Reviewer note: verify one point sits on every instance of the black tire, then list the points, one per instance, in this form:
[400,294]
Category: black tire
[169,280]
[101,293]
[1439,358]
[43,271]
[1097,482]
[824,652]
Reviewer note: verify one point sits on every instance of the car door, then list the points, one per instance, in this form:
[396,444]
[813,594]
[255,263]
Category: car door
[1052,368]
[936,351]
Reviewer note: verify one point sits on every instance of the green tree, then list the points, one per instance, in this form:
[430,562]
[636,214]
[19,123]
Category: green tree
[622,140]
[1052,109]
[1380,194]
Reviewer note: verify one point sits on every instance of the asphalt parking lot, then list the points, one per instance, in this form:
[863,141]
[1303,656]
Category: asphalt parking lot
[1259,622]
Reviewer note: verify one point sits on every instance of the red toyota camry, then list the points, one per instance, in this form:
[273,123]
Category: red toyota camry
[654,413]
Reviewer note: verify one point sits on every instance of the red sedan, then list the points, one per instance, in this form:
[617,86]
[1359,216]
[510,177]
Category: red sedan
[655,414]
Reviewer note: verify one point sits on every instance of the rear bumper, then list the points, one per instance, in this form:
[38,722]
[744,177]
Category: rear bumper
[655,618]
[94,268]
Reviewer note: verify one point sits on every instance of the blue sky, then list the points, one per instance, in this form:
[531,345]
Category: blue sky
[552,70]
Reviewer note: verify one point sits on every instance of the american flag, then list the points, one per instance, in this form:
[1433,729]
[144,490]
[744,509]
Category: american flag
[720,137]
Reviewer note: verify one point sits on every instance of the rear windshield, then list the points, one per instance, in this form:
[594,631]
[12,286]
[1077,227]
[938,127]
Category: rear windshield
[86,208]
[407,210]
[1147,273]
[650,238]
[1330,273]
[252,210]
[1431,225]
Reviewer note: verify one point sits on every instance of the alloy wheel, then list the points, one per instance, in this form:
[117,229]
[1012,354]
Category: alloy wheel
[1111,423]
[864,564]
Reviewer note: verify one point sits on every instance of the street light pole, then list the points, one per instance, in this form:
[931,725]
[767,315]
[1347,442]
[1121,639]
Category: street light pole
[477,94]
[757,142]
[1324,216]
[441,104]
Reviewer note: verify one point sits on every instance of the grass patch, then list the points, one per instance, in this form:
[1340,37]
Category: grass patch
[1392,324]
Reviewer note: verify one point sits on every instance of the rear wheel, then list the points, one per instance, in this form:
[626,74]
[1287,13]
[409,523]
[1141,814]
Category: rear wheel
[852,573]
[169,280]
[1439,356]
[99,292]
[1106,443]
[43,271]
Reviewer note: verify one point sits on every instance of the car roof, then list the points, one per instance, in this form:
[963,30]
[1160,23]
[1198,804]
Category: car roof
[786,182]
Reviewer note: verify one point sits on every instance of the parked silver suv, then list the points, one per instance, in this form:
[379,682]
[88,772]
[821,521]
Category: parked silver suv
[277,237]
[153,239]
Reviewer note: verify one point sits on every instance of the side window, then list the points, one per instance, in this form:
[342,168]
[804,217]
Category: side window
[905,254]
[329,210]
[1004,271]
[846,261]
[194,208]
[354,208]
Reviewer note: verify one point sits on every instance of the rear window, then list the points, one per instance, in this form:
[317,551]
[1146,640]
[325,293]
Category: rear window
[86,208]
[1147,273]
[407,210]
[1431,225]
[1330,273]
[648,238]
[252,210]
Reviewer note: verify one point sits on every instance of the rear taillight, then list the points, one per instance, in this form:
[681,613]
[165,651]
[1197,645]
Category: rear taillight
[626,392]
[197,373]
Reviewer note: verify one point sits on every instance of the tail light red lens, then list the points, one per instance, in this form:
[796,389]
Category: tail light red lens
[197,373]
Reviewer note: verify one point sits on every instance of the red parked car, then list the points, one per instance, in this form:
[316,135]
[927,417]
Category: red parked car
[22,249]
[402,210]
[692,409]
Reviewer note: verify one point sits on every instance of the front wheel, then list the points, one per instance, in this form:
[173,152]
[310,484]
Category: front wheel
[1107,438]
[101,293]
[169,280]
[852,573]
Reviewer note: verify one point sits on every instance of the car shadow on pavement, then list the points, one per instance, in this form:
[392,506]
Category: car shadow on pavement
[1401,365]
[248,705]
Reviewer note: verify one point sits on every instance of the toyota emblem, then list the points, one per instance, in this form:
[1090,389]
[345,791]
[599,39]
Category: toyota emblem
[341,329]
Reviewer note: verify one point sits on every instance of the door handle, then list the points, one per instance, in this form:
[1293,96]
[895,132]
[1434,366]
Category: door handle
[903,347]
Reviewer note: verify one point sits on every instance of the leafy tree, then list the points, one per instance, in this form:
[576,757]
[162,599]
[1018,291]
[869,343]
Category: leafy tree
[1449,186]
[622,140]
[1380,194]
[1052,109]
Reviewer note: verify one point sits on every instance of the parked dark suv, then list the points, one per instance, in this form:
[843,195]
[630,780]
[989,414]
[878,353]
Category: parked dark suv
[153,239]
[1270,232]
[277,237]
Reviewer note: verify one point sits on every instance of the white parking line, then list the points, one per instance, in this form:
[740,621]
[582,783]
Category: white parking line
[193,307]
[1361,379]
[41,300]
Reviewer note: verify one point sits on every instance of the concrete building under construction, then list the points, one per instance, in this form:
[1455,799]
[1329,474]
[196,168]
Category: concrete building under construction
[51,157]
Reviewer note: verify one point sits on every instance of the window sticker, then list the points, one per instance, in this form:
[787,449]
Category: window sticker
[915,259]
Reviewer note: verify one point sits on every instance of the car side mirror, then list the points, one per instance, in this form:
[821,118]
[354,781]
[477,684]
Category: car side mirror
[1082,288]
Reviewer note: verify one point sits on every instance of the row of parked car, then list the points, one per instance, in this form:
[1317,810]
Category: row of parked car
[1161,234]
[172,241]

┄┄┄┄┄┄┄┄┄┄

▶ [AIM OF THE EXERCISE]
Rewrite every line of the records above as a numbered list, one line per item, and omit any blank lines.

▶ [EXERCISE OUTPUT]
1. Reviewer note: verify one point sits on every instance of the black tire, then list the points, one per instance, in this form:
2. [400,294]
3. Category: black tire
4. [169,280]
5. [101,293]
6. [1439,358]
7. [43,271]
8. [1097,482]
9. [824,652]
10. Reviewer note: verify one point sits on every instance of the car door, then list the points, one per instance, in this form:
11. [396,444]
12. [813,594]
13. [255,263]
14. Category: car door
15. [1052,368]
16. [936,351]
17. Reviewer note: verify one point sits on every instance of the green tree, then list the points, one per instance, in this form:
18. [430,562]
19. [636,214]
20. [19,123]
21. Category: green tree
22. [622,140]
23. [1052,109]
24. [1380,194]
25. Reviewer note: verify one point sits on every instance of the asphalt parking lot, then list the points, one per instance, in this form:
26. [863,141]
27. [1303,656]
28. Category: asphalt parking lot
29. [1259,622]
30. Reviewer note: verify one point sits on every instance of the red toyota camry, then list the points, one per instance, in this form:
31. [273,123]
32. Category: red toyota camry
33. [654,413]
34. Reviewer note: verify one point sits on every instance of the red sedan, then list the points, one per instance, in this form:
35. [617,86]
36. [1359,216]
37. [510,177]
38. Category: red sedan
39. [655,414]
40. Reviewer note: verify one point sits on every instance of the rear bumper, then list the points, one per instance, in this form:
41. [38,722]
42. [744,177]
43. Category: rear bumper
44. [655,618]
45. [94,268]
46. Reviewer note: verify one point sits on every instance of the blue sky, then list the points, one per instance, in this form:
47. [531,345]
48. Category: blue sky
49. [552,70]
50. Reviewer note: verify one point sits on every instance of the american flag, then list the points, one per instance, in this form:
51. [1433,729]
52. [144,490]
53. [744,509]
54. Category: american flag
55. [720,137]
56. Reviewer note: verify one point sits on every instance of the rear windshield, then list the points, one per instance, in this form:
57. [594,631]
58. [12,286]
59. [1077,227]
60. [938,127]
61. Category: rear windshield
62. [86,208]
63. [407,210]
64. [1147,273]
65. [650,238]
66. [1330,273]
67. [252,210]
68. [1431,225]
69. Reviewer note: verify one point sits on every instance of the alloy wheel, then list the points, one per instance, in this form:
70. [117,229]
71. [1012,354]
72. Category: alloy wheel
73. [1111,423]
74. [864,564]
75. Reviewer note: verify one point sits on every instance of the street light pole, then list the points, one per instance, in this form:
76. [931,725]
77. [767,315]
78. [1347,442]
79. [1121,639]
80. Category: street light pole
81. [477,94]
82. [757,142]
83. [1324,216]
84. [441,104]
85. Reviewer note: verify one point sits on every instance of the grass patch, then list the points, one per instance, in this form:
86. [1340,37]
87. Category: grass patch
88. [1392,324]
89. Reviewer note: verify one point sits on every instance of the rear wheel, then list the points, one per instance, in this form:
90. [626,74]
91. [1287,13]
92. [409,523]
93. [1141,814]
94. Category: rear wheel
95. [852,573]
96. [169,280]
97. [1439,356]
98. [99,292]
99. [1106,443]
100. [43,271]
101. Reviewer note: verify one point sits on every instance of the car roof, then list the points, one per instance, in this form:
102. [963,30]
103. [1160,23]
104. [1198,804]
105. Category: car roof
106. [786,182]
107. Reviewer note: verify one point sits on every instance of the parked silver suv, then list the points, one per instance, in this form:
108. [379,682]
109. [88,772]
110. [821,521]
111. Category: parked silver suv
112. [277,237]
113. [153,239]
114. Reviewer note: verify one point sits on every instance of the side window, then list the points, one per instance, in this form:
115. [342,168]
116. [804,217]
117. Category: side window
118. [905,254]
119. [329,210]
120. [1004,271]
121. [846,261]
122. [194,208]
123. [354,208]
124. Reviewer note: verify one point sits on every instance of the rear window, then list the points, one per instance, in this form:
125. [317,551]
126. [1146,640]
127. [325,293]
128. Category: rear window
129. [86,208]
130. [1147,273]
131. [407,210]
132. [1431,225]
133. [1330,273]
134. [648,238]
135. [252,210]
136. Reviewer note: verify one point sits on every instance of the rear taillight, then list the points, one per instance, in this form:
137. [681,613]
138. [165,651]
139. [1197,645]
140. Category: rear taillight
141. [626,392]
142. [197,373]
143. Reviewer note: verify one point sits on every instance of the tail light red lens, then list the points, one per instance, in this form:
144. [796,389]
145. Category: tail light red lens
146. [197,373]
147. Reviewer note: verify one point sits on every instance of the red parked car, then list the points, one per instance, in this form:
148. [316,135]
149. [927,417]
150. Category: red parked car
151. [22,249]
152. [402,210]
153. [692,409]
154. Reviewer note: verify one point sits on every instance of the front wheel, then list the points, one per instance, in this form:
155. [173,152]
156. [310,484]
157. Category: front wheel
158. [1107,438]
159. [101,293]
160. [169,280]
161. [852,573]
162. Reviewer note: verify one point sits on every instance of the car shadow on pavement, then list the points, one per instance, in this form:
163. [392,506]
164. Category: car shadow on pavement
165. [1401,365]
166. [248,705]
167. Reviewer note: verify one point sits on every instance of the toyota emblem, then list the points, one per instance, in this form:
168. [1090,389]
169. [345,791]
170. [599,39]
171. Category: toyota emblem
172. [341,329]
173. Reviewer note: verify one point sits on every instance of the door handle, then list the points, one per instance, in this form:
174. [1293,96]
175. [895,132]
176. [1434,366]
177. Category: door handle
178. [903,347]
179. Reviewer note: verify one point sits on every instance of the leafy tree, then list the points, one per instance, in this form:
180. [576,757]
181. [162,599]
182. [1018,291]
183. [869,343]
184. Category: leafy tree
185. [1449,186]
186. [622,140]
187. [1380,194]
188. [1052,109]
189. Reviewer note: verify one point sits on every instance of the parked dark suv, then list the points, one per instance, in this form:
190. [843,195]
191. [630,780]
192. [989,414]
193. [878,353]
194. Category: parked dark suv
195. [153,239]
196. [1270,232]
197. [277,237]
198. Reviewer note: verify one point sits on every instance of the white parking line, then list the points, one per instance, in this form:
199. [740,621]
200. [582,783]
201. Category: white parking line
202. [193,307]
203. [1361,379]
204. [41,300]
205. Reviewer note: verify one point sits on every instance of the concrete building under construction, then list the points, one per instance, in this form:
206. [1455,799]
207. [1329,474]
208. [196,168]
209. Category: concrete building under construction
210. [51,157]
211. Reviewer note: verify one point sits on every instance of the window sticker, then list the points, one per instance, in this form:
212. [787,449]
213. Category: window sticker
214. [915,259]
215. Reviewer note: verify one point sits on every instance of the car side mirror, then list the points, one per instance, in this form:
216. [821,118]
217. [354,781]
218. [477,684]
219. Category: car side mirror
220. [1082,288]
221. Reviewer note: verify one point sits on every instance of the row of parked car, then list the points, one per instance, in this form:
222. [1317,810]
223. Category: row of parked car
224. [1161,234]
225. [172,241]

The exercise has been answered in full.